> **Texto fornecido**:

:::

Sou um oceanógrafo biológico, mas também trabalho com sedimentos e faço alguns estudos com culturas de organismos. Tenho mestrado em biologia marinha e doutorado em ciências marinhas.
Trabalhei com fitoplâncton calcificante marinho chamado cocolitóforos, que são altamente dominantes no oceano Austral. Para esta expedição estou trabalhando com nanoplâncton fracamente calcificado e silicificado.
O nanoplâncton calcário inclui cocolitóforos bem mineralizados e várias outras espécies fracamente calcificadas. Normalmente chamamos os cocolitóforos de nanoplâncton.
Existem várias espécies de cocolitóforos (fitoplâncton calcificante) e espécies fracamente calcificadas (por exemplo, Petasaria heterolepis, Prymnesium neolepis) que formam estruturas fracamente calcificadas ou silicificadas e que são altamente abundantes nas águas mais frias do sul. São organismos muito pequenos, com tamanho inferior a dez micrômetros, cinco micrômetros, que estão projetados para serem afetados por mudanças climáticas, à medida que a temperatura e o CO2 aumentam. Estou estudando como essas espécies estão respondendo.
Para mim, a coleta de amostras é bastante fácil [na expedição]. Apenas coleto água e filtro a partir de 40 mícrons para eliminar organismos maiores. Tenho um frasco onde coloco o papel de filtro e despejo a água lentamente. Quando seca, eu coleto o papel de filtro e coloco em uma placa de Petri. Esse é o trabalho mais simples que tenho a bordo.

:::

> **Dados de entrada**:
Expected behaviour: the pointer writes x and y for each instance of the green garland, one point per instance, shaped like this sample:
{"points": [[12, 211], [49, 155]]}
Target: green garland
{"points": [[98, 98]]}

:::

> **Instruções da tarefa**: Reproduza palavra por palavra todo o texto sobre nanoplâncton. Baseie-se somente no texto sobre nanoplâncton.

> **Resposta**:
Sou um oceanógrafo biológico, mas também trabalho com sedimentos e faço alguns estudos com culturas de organismos. Tenho mestrado em biologia marinha e doutorado em ciências marinhas.
Trabalhei com fitoplâncton calcificante marinho chamado cocolitóforos, que são altamente dominantes no oceano Austral. Para esta expedição estou trabalhando com nanoplâncton fracamente calcificado e silicificado.
O nanoplâncton calcário inclui cocolitóforos bem mineralizados e várias outras espécies fracamente calcificadas. Normalmente chamamos os cocolitóforos de nanoplâncton.
Existem várias espécies de cocolitóforos (fitoplâncton calcificante) e espécies fracamente calcificadas (por exemplo, Petasaria heterolepis, Prymnesium neolepis) que formam estruturas fracamente calcificadas ou silicificadas e que são altamente abundantes nas águas mais frias do sul. São organismos muito pequenos, com tamanho inferior a dez micrômetros, cinco micrômetros, que estão projetados para serem afetados por mudanças climáticas, à medida que a temperatura e o CO2 aumentam. Estou estudando como essas espécies estão respondendo.
Para mim, a coleta de amostras é bastante fácil [na expedição]. Apenas coleto água e filtro a partir de 40 mícrons para eliminar organismos maiores. Tenho um frasco onde coloco o papel de filtro e despejo a água lentamente. Quando seca, eu coleto o papel de filtro e coloco em uma placa de Petri. Esse é o trabalho mais simples que tenho a bordo.